[Opening PROVIDED MATERIAL section]

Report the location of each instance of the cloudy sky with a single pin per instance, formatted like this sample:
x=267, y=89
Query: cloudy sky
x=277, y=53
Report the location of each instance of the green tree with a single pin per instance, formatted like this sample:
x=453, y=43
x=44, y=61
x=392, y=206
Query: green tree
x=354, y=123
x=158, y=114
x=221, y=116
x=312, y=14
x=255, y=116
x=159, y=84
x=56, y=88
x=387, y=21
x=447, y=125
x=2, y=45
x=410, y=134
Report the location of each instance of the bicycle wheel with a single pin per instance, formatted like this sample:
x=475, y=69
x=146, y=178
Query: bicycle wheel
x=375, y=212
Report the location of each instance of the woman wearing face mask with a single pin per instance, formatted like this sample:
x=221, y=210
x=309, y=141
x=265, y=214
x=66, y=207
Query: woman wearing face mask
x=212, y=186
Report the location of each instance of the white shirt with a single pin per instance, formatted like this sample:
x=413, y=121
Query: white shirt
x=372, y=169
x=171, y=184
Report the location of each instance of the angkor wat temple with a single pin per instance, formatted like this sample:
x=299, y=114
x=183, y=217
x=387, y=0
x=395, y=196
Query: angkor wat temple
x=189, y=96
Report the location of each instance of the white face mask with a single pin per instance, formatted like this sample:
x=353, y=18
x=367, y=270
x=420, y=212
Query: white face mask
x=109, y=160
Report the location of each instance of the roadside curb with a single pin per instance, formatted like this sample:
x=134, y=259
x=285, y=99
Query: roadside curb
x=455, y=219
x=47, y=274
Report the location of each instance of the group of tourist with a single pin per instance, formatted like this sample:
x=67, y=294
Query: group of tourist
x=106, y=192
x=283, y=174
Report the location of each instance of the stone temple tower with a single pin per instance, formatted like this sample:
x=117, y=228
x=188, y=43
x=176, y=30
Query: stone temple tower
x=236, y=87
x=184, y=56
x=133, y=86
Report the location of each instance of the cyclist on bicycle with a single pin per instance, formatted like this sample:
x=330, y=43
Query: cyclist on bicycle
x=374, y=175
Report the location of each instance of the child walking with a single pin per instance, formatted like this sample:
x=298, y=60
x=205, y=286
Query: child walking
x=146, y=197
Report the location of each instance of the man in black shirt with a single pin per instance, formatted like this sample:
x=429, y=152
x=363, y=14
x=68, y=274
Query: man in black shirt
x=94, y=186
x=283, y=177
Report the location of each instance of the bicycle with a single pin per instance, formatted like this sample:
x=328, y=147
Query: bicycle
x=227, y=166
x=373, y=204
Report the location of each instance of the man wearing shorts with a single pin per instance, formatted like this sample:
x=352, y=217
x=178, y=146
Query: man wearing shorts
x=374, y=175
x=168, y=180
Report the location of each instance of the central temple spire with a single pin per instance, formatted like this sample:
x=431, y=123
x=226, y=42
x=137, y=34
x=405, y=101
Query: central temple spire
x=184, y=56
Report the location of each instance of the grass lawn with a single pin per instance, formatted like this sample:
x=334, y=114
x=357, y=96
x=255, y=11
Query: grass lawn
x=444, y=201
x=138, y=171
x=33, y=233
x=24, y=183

[Closing PROVIDED MATERIAL section]

● **PROBLEM STATEMENT**:
From the material above, set down exactly the lines starting at the one with "Query: stone temple tower" and ending at the one with "x=298, y=60", end lines included.

● **ANSWER SPACE**:
Query: stone temple tower
x=236, y=87
x=184, y=56
x=133, y=86
Report the location of each instance of the cyclist on bicycle with a single pin per instance, formatted like this sample:
x=330, y=43
Query: cyclist on bicycle
x=374, y=175
Report the location of each instance of the child walking with a single pin per instance, formatted like this sample:
x=298, y=60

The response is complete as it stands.